Excerpts from a point labeling dataset:

----------

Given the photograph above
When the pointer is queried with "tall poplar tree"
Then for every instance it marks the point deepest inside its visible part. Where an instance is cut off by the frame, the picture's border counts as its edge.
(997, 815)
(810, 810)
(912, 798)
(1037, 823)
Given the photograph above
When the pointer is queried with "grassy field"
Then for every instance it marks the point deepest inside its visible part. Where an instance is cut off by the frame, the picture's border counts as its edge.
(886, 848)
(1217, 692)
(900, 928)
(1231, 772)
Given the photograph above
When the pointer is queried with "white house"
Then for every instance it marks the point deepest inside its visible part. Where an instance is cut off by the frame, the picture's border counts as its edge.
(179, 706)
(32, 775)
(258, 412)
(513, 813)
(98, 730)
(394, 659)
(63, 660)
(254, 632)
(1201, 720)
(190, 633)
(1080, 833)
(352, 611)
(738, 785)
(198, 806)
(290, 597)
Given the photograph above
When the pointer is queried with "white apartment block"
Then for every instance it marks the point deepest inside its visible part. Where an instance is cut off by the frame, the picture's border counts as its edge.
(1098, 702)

----------

**The problem:** Convert every line of the material above into a JSON list of strings, with one string per line and no entries for blank lines.

**Exercise answer:**
[
  "Given the photograph above",
  "When the pointer is queried with \"tall poplar tree\"",
  "Then for every instance it marks the point deepest inside its visible part. Where an instance is cut off by the frame, the picture's border counts as its edge.",
  "(997, 815)",
  "(810, 810)",
  "(912, 798)",
  "(1037, 823)",
  "Given the photograph above",
  "When the pointer is queried with \"grassy field\"",
  "Then for every instance it marks the point deepest inside its visible part. Where an instance is cut off by the frame, the picture's border counts as its edge.",
  "(886, 848)",
  "(1217, 692)",
  "(900, 928)",
  "(1231, 772)",
  "Given the photograph above",
  "When the pointer is queried with \"white house\"",
  "Then for every instance it marks the point deepest inside its visible part. Where an instance is cut off by the frame, the picture's border counts as its edge.",
  "(179, 706)",
  "(32, 775)",
  "(258, 412)",
  "(513, 813)",
  "(98, 730)",
  "(394, 659)",
  "(63, 660)",
  "(254, 632)",
  "(1201, 720)",
  "(190, 633)",
  "(1080, 833)",
  "(352, 611)",
  "(738, 785)",
  "(198, 806)",
  "(290, 597)",
  "Given the photograph above",
  "When the pointer is queried with \"white apartment block\"",
  "Then for every instance it marks the point deepest inside its visible part. Where an instance is cut off by the frame, the picture's border counts as its edge.",
  "(1098, 702)"
]